Von Günther Wiesinger
Das Gerichtsverfahren gegen den ehemaligen MZ-Chef Martin Wimmer wurde vertragt. Der Ex-GP-Sieger hat bis zur Insolvenz eine Spur der Verwüstung hinterlassen.

Die Verhandlung vor dem Amtsgericht Chemnitz gegen Martin Wimmer (56) wurde auf 18. Dezember vertagt. Dem ehemaligen Geschäftsführer der Motorenwerke Zschopau GmbH und Ex-Grand-Prix-Rennfahrer wird vom Staatsanwalt unter anderem Insolvenzverschleppung sowie ungenügende Buchhaltung vorgeworfen. Wimmer weist diese Anschuldigungen als falsch zurück; er liess sich vor dem Gericht von drei Anwälten vertreten.

Die Staatsanwaltschaft stützt ihre Anklage hauptsächlich auf die Darstellung des Anwalts Christoph Junker von der Kanzlei Junker Bartelheimer, der vom Amtsgericht Chemnitz als Insolvenzverwalter eingesetzt wurde, nachdem Geschäftsführer Martin Wimmer Anfang September 2012 die Zahlungsunfähigkeit der MZ GmbH angezeigt hatte.

Wimmer (er war von 2009 bis 2012 MZ-Chef) macht für die Insolvenz unter anderem die kurzfristige Rücknahme eines Kreditangebotes seitens der Münchner Merkur Bank, die zu diesem Zeitpunkt Hausbank der MZ GmbH war, verantwortlich. Der Freistaat Sachsen hatte noch im August 2011 eine Landesbürgschaft gegenüber der Bank ausgestellt.

Staatsanwalt Robert Schwarz ist überzeugt: «MZ war bereits am 29. März 2012 zahlungsunfähig. Die Insolvenz wurde aber erst am 7. September beantragt.» Wimmer widersprach bei der Verhandlung Ende dieser Woche: «Erst als uns die Bank im September keinen Kredit mehr gab, war MZ nicht mehr zu retten.»

§ **AUFGABE 1**:
Beantworte anhand des Textes über das Verfahren gegen Martin Wimmer die folgenden Fragen:
(a) Auf welches Datum wurde die Verhandlung vor dem Amtsgericht Chemnitz vertagt?
(b) Von wie vielen Anwälten ließ sich Wimmer vor dem Gericht vertreten?
(c) Wann hatte der Freistaat Sachsen die Landesbürgschaft gegenüber der Bank ausgestellt?
§ **AUFGABE 2**: Führe den Text über das Verfahren gegen Martin Wimmer nach seinem letzten Satz fort.

§ **DATENBLOCK**:
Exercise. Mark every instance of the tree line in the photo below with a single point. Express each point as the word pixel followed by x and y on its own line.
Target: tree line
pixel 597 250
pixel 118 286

§ **ANTWORT 1**:
(a) Auf den 18. Dezember.
(b) Von drei Anwälten.
(c) Im August 2011.

§ **ANTWORT 2**:
Das Gericht hat jetzt ein Gutachten in Auftrag gegeben, so soll geklärt werden, ab wann die Firma pleite war. Nächster Termin: 18. Dezember.

MZ: Das Geld war schon im Frühjahr 2012 knapp

Tatsache ist: Im Winter und Frühjahr 2012 meldeten sich pausenlos MZ-Geschäftspartner, die auf unbezahlten Rechnungen sassen.

Gegenüber SPEDWEEK.com sagte Wimmer beim Jerez-GP Anfang Mai 2012: «Wir können jetzt bei MZ Racing keine Rechnungen bezahlen, weil wir das Kerngeschäft retten müssen.»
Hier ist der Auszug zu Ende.